--- Exercise ---
Look through the listing below and write out exactly the lines from the line with "For the dataset, tag each instance of the wispy" to the line with "For the dataset, tag each instance of the shoreline", both included, and no others.
── Exercise inputs
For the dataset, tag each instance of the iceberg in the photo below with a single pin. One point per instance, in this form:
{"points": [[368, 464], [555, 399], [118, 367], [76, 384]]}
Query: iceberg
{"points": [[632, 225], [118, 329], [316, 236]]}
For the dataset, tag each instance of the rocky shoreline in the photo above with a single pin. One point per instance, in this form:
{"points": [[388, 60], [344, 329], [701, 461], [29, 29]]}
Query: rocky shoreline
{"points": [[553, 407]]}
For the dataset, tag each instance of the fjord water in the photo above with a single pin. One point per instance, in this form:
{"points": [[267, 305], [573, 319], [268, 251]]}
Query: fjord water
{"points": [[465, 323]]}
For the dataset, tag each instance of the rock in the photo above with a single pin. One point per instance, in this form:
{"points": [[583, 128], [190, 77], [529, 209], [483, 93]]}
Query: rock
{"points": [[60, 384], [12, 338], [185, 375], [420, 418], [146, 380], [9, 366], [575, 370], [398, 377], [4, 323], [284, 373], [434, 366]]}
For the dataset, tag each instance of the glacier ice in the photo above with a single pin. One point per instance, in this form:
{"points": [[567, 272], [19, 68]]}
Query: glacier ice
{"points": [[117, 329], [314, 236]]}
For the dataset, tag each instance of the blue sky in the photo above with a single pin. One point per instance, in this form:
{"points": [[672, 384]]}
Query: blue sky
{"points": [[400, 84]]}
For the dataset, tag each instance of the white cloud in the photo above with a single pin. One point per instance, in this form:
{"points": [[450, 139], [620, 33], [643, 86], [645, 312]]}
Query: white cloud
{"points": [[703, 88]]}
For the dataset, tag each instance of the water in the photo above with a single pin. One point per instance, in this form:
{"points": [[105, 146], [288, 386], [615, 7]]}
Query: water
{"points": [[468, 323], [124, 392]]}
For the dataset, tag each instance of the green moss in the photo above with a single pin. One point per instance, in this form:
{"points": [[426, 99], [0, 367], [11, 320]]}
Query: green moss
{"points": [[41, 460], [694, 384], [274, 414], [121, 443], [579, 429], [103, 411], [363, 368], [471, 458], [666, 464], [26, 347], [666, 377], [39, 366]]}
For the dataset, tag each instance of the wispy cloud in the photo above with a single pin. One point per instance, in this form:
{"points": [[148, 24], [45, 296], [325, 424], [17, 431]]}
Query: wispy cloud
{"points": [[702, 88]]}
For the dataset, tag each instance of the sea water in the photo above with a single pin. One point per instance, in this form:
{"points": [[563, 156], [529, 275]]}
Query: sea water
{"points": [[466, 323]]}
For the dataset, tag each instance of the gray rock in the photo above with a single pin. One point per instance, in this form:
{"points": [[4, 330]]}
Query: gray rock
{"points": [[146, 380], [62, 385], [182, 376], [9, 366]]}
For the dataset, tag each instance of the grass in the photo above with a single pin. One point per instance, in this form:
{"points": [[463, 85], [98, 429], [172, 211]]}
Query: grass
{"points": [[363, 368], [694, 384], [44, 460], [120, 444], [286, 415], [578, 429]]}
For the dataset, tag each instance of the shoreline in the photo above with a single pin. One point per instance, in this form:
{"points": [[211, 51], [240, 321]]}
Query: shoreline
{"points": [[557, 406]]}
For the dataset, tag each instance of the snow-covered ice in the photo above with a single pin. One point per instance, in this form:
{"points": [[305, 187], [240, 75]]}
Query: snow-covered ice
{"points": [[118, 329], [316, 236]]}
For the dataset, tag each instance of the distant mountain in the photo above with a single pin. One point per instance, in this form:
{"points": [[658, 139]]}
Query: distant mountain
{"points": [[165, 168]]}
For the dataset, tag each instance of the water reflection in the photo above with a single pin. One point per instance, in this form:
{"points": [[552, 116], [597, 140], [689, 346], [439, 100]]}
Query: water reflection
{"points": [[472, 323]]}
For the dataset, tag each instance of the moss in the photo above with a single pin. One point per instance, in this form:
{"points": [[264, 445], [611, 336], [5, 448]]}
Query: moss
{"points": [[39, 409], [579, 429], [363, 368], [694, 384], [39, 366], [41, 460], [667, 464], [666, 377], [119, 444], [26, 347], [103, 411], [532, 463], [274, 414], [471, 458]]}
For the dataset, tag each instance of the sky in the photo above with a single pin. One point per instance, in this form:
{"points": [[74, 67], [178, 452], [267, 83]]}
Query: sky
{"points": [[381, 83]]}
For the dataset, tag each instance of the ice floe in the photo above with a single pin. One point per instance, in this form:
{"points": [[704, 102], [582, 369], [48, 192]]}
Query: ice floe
────
--- Written solution ---
For the dataset, tag each instance of the wispy cloud in the photo above with a single pin. One point per instance, in this form:
{"points": [[148, 24], [45, 296], [325, 424], [17, 431]]}
Query: wispy cloud
{"points": [[702, 88]]}
For the dataset, tag each instance of the sea water in the photo above with a single pin. One point per instance, in this form:
{"points": [[563, 156], [529, 275]]}
Query: sea water
{"points": [[466, 323]]}
For the dataset, tag each instance of the gray rock in the photo above with a single pin. One point per instance, in this form:
{"points": [[4, 330]]}
Query: gray rock
{"points": [[146, 380], [62, 385], [182, 376], [9, 366]]}
For the dataset, tag each instance of the grass in the photo above with a single pin. One point per instance, in this form:
{"points": [[463, 85], [98, 429], [172, 211]]}
Query: grass
{"points": [[363, 368], [694, 384], [44, 460], [120, 444], [286, 415], [578, 429]]}
For the dataset, tag each instance of the shoreline in the photo above with a single pin. One point per instance, in this form:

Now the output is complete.